→ **Your assignment**: Your answer should be an exact copy of the listing.

→ **Entries provided**:
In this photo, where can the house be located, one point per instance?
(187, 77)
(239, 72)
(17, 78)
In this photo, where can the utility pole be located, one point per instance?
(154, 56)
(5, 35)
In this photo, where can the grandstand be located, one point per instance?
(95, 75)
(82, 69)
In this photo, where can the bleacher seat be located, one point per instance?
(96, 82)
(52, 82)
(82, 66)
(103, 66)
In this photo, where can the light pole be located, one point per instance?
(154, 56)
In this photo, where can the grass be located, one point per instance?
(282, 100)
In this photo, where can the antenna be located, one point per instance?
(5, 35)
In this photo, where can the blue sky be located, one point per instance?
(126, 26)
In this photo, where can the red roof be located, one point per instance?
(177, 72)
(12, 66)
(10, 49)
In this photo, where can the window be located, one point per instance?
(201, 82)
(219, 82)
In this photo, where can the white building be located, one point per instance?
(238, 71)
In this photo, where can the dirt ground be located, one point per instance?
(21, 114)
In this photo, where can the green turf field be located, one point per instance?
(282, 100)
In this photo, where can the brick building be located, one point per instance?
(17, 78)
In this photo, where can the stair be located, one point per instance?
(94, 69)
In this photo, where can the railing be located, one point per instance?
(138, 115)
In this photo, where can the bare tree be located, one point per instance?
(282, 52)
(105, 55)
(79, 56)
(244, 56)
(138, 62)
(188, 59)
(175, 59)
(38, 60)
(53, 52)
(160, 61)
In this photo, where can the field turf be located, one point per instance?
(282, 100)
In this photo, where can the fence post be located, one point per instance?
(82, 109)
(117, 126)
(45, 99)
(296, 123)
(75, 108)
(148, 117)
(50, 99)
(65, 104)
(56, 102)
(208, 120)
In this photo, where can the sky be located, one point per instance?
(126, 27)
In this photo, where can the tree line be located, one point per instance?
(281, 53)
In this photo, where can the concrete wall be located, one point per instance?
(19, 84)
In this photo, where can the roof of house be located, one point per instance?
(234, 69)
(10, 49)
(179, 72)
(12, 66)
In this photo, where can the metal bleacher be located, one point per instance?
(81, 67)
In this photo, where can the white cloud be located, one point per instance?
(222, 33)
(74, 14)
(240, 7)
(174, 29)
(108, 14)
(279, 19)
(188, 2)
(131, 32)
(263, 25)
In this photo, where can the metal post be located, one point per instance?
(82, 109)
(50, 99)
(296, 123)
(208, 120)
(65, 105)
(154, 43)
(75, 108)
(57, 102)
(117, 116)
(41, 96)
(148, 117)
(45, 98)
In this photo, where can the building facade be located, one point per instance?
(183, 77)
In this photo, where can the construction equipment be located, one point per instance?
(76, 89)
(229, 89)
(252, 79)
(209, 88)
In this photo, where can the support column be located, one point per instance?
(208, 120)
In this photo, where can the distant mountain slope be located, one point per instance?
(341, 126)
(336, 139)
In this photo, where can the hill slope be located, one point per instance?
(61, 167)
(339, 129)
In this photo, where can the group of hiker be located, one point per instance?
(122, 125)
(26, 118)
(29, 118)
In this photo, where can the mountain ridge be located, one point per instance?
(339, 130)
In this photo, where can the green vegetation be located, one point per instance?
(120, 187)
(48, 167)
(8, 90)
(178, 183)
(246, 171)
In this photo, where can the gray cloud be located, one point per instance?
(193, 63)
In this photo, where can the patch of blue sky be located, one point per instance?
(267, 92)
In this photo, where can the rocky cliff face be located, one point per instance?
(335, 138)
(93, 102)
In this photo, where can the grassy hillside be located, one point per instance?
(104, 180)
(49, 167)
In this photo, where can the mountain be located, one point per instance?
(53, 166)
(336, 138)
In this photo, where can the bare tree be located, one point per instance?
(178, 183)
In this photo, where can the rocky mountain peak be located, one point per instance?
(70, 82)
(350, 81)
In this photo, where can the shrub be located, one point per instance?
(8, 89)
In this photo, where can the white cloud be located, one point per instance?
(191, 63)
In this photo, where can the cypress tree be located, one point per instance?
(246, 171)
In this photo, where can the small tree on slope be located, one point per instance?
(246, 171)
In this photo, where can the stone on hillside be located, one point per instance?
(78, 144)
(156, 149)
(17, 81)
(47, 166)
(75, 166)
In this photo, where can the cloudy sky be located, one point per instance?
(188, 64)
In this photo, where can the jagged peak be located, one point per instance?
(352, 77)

→ **Task result**:
In this photo, where can the house be located, one point per instance?
(187, 77)
(239, 72)
(17, 78)
In this photo, where can the utility pole be located, one point per instance?
(154, 56)
(5, 35)
In this photo, where can the grandstand be located, one point per instance?
(95, 75)
(82, 69)
In this photo, where can the bleacher seat be located, one point per instance?
(96, 82)
(52, 82)
(82, 66)
(103, 66)
In this photo, where can the light pole be located, one point per instance?
(154, 56)
In this photo, where can the grass be located, one point per instance?
(282, 100)
In this photo, where can the antenna be located, one point per instance?
(5, 35)
In this photo, where can the blue sky be located, one point per instance?
(126, 26)
In this photo, where can the red roof be located, one point per instance?
(177, 72)
(12, 66)
(10, 49)
In this photo, where can the window be located, one point per instance?
(201, 82)
(219, 82)
In this photo, where can the white building be located, one point per instance?
(238, 71)
In this photo, where can the dirt ground be located, one point per instance?
(21, 114)
In this photo, where can the green turf field be located, one point per instance?
(282, 100)
In this photo, where can the brick building be located, one point per instance?
(17, 78)
In this photo, where can the stair be located, one point per instance?
(94, 69)
In this photo, where can the railing be located, one point per instance?
(138, 115)
In this photo, where can the bare tree be located, one point per instance?
(282, 52)
(105, 55)
(79, 56)
(244, 56)
(138, 62)
(188, 59)
(175, 59)
(38, 60)
(53, 52)
(160, 61)
In this photo, where can the field turf be located, one point per instance?
(282, 100)
In this photo, where can the fence post be located, one point per instance?
(82, 109)
(117, 126)
(45, 99)
(296, 123)
(75, 108)
(148, 117)
(50, 99)
(65, 104)
(56, 102)
(208, 120)
In this photo, where can the sky be located, one point per instance?
(126, 27)
In this photo, where can the tree line be located, one point per instance?
(281, 53)
In this photo, where can the concrete wall be located, one point per instance?
(19, 84)
In this photo, where can the roof of house be located, one point per instance?
(234, 69)
(10, 49)
(179, 72)
(12, 66)
In this photo, where can the metal bleacher be located, one point per instance?
(81, 67)
In this photo, where can the white cloud be located, one point per instance?
(222, 33)
(74, 14)
(240, 7)
(174, 29)
(108, 14)
(279, 19)
(188, 2)
(131, 32)
(263, 25)
In this photo, where can the metal post be located, one point per instance?
(82, 109)
(50, 99)
(296, 123)
(208, 120)
(65, 105)
(154, 43)
(75, 108)
(57, 102)
(117, 116)
(41, 96)
(148, 117)
(45, 98)
In this photo, where can the building facade be located, one point per instance?
(183, 77)
In this photo, where can the construction equipment be located, one point per instance?
(76, 89)
(229, 89)
(252, 79)
(209, 88)
In this photo, where can the support column be located, one point per instance?
(208, 120)
In this photo, where can the distant mountain slope be located, one point per instance?
(341, 126)
(336, 139)
In this photo, where can the hill slope be located, one point per instance?
(61, 167)
(339, 129)
In this photo, where can the group of hiker be located, one point per instance?
(122, 125)
(26, 118)
(29, 118)
In this photo, where can the mountain ridge be located, one point per instance?
(339, 130)
In this photo, where can the green vegetation be located, one point per instance?
(120, 187)
(48, 167)
(8, 90)
(178, 183)
(246, 171)
In this photo, where can the gray cloud be located, one point per instance?
(193, 63)
In this photo, where can the patch of blue sky be located, one point per instance?
(267, 92)
In this photo, where can the rocky cliff face be located, one point per instance?
(335, 138)
(93, 102)
In this photo, where can the grassy hillside be located, one point per instance?
(104, 180)
(49, 167)
In this photo, where can the mountain be located, one point per instance?
(53, 166)
(336, 138)
In this photo, where can the bare tree be located, one point per instance?
(178, 183)
In this photo, where can the rocky mountain peak be located, one point per instance?
(70, 82)
(350, 81)
In this photo, where can the shrub be located, one point per instance?
(8, 89)
In this photo, where can the white cloud be located, one point per instance?
(191, 63)
In this photo, where can the cypress tree be located, one point per instance?
(246, 171)
In this photo, where can the small tree on slope be located, one point per instance?
(246, 171)
In this photo, where can the stone on hillside be located, one point per instance?
(78, 144)
(156, 149)
(17, 81)
(47, 166)
(75, 166)
In this photo, where can the cloudy sky be located, one point per instance?
(188, 64)
In this photo, where can the jagged peak be located, one point per instance?
(352, 77)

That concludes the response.